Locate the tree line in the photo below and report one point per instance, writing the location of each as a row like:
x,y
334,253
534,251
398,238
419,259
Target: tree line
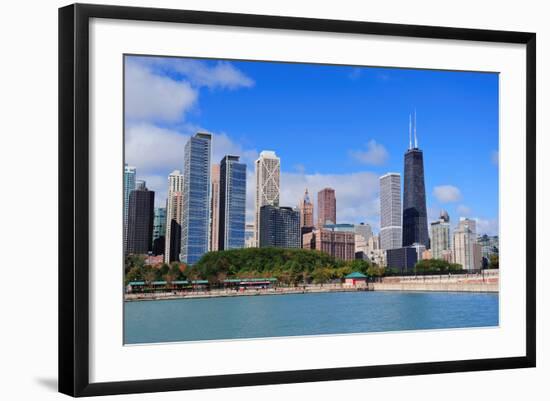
x,y
288,266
=====
**WORK TO BE COMPLETED**
Images do not belong in the copy; reproduce all other parts of the records above verbatim.

**SOLUTION TO THE EXERCISE**
Locate the tree line in the photo below and report one point per instance, writing the location of each as a row like:
x,y
334,253
534,251
398,238
419,259
Target: tree line
x,y
288,266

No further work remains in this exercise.